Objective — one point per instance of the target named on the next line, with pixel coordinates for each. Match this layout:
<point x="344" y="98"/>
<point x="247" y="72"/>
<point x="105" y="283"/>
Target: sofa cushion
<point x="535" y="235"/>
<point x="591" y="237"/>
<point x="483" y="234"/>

**THE TASK**
All the records above must be transcribed without a single change to any word.

**SOLUTION TO THIS PROBLEM**
Objective — one point per instance of the target named on the next line, with pixel coordinates for each. Match this layout:
<point x="344" y="98"/>
<point x="247" y="72"/>
<point x="105" y="283"/>
Target: sofa cushion
<point x="535" y="235"/>
<point x="591" y="237"/>
<point x="483" y="234"/>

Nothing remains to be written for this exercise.